- [Testo fornito]:

Che cosa vuol dire privacy in Cina?

Spesso tendiamo a guardare con preoccupazione all’idea che i nostri dati personali possano finire in Cina, facile preda di società o governi interessati ai nostri affari.

È di pochi giorni fa ad esempio la notizia dell’apertura, da parte del Garante Privacy italiano, di un’istruttoria contro Tik Tok, il social network cinese così in voga in questo periodo (specie fra i giovanissimi).

Queste preoccupazioni riposano però su alcune convinzioni errate, come ad esempio quella secondo cui la Cina non si sia dotata di una serie di norme per la tutela dei dati personali dei cinesi e degli stranieri.

In realtà la Cina ha fatto passi da gigante nel campo della protezione dei dati personali, imponendo divieti, limiti e stringenti misure di sicurezza tecnologiche.

Il problema reale, che rende difficile far attecchire il nostro modo di vedere con riferimento alla protezione dei dati nel gigante asiatico, è che gli stessi concetti moderni di privacy e di protezione dei dati nascono in occidente (e nemmeno troppo tempo fa).

Il concetto moderno di privacy viene infatti fatto risalire ad un articolo del 1890 (intitolato: “The Right to Privacy”) dove gli autori (Warren e Brandeis) descrivevano il diritto alla privacy come “diritto ad essere lasciati soli”.

La civiltà occidentale ha però sviluppato sin dagli albori un concetto (per quanto vago ed indefinito) di “sfera di riservatezza”, che ad esempio poteva essere tutelato in diritto romano con l’actio iniuriarum.

La Cina, invece, è stata esposta solo molto di recente a questi concetti, tanto da dover sviluppare una nuova parola per descrivere la privacy, ovvero Yinsi (隱私).

A dire il vero, anche in Cina esisteva un risalente concetto paragonabile al diritto alla riservatezza, che trova riscontro in alcuni insegnamenti confuciani che ad esempio stigmatizzano i pettegolezzi.

Il problema è che gli stessi insegnamenti confuciani enfatizzano, al contempo, valori comunitari e “virtù condivise”, che evidentemente dovevano poter essere “controllate” a livello di comunità (con sacrificio della privacy individuale al fine di garantire l’armonia sociale).

Ciononostante la Cina, in tempi più recenti, ha cercato di dotarsi di una normativa che includesse e tutelasse il diritto alla privacy dell’individuo.

Sin dalla prima costituzione cinese, adottata nel 1940, il diritto alla privacy veniva menzionato (come accadeva in altre costituzioni occidentali) con riferimento alla segretezza della corrispondenza.

Per un più compiuto sviluppo del concetto di privacy (figlio dell’esposizione a modelli occidentali) bisognerà attendere la politica della porta aperta di Deng Xiaoping.

Dopo gli approfondimenti teorici nel 2002, quando fu diffusa una prima bozza del codice civile cinese, comparvero alcuni articoli dedicati alla privacy dell’individuo.

Mentre i lavori per adottare un codice civile proseguivano (sarebbero terminati solo nel maggio 2020, mentre il Codice è giusto entrato in vigore il primo gennaio 2021) la Cina introduceva una legge sulla cybersecurity all’avanguardia (che ha introdotto numerosi aspetti relativi alla tutela -informatica- dei dati) e alcuni standard di tutela in tema di protezione dei dati personali.

- [Esercizi]:
**A.** Elenca tutti gli anni citati nel testo sulla privacy in Cina, nell'ordine in cui compaiono.
**B.** Riporta alla lettera il passo del testo sulla privacy in Cina che comincia con "La Cina, invece, è" e prosegue fino a "stigmatizzano i pettegolezzi.".
**C.** Scrivi il seguito del testo sulla privacy in Cina, riprendendo subito dopo la sua ultima frase.

- [Dati mostrati]:
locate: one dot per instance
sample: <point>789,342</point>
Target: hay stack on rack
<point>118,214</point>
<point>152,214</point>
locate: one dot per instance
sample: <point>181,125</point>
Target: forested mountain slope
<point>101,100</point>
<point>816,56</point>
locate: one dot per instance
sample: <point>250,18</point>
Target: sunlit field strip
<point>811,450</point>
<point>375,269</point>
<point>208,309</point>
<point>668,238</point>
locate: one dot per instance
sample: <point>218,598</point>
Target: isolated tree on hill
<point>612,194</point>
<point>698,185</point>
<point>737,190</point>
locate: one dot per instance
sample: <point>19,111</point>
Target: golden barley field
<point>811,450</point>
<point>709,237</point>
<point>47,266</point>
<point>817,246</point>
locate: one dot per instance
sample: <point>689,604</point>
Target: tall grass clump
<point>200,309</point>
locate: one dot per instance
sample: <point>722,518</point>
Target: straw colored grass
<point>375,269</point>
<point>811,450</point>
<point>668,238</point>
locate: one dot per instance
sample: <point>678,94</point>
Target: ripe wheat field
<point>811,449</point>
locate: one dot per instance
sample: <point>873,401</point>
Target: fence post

- [Risposte per esercizio]:
**A.** 1890, 1940, 2002, 2020, 2021

**B.**
La Cina, invece, è stata esposta solo molto di recente a questi concetti, tanto da dover sviluppare una nuova parola per descrivere la privacy, ovvero Yinsi (隱私).

A dire il vero, anche in Cina esisteva un risalente concetto paragonabile al diritto alla riservatezza, che trova riscontro in alcuni insegnamenti confuciani che ad esempio stigmatizzano i pettegolezzi.

**C.**
Tra questi, molto interessante è lo standard GB/t 35273-2017 dal titolo: ‘Information Security Technology Personal Information Security Specification’. Questo standard è particolarmente interessante perché è entrato in vigore il primo maggio 2018 (ovvero 25 giorni prima dell’entrata in vigore della nuova normativa privacy europea (GDPR) che ha introdotto un nuovo standard di riferimento nel settore.

Oltre alla data di efficacia simile, le due norme condividono numerosi aspetti e principi, se non fosse che la normativa cinese è contenuta in uno standard meramente facoltativo (e per di più rivolto solamente alle entità private e non alle amministrazioni, a differenza del GDPR europeo).

Nonostante ciò la Cina, lo scorso 26 ottobre, ha diffuso una bozza di una legge sulla protezione dei dati, di futura adozione e che riprende numerosi dei concetti introdotti con lo standard GB/t 35273-2017(si tratta di una “tecnica legislativa” a dire il vero comune in Cina, con standard volontari che precedono l’intervento normativo e che consentono di “sondare” la reazione dei soggetti coinvolti e l’efficacia della normativa per poi sfociare in leggi vere e proprie).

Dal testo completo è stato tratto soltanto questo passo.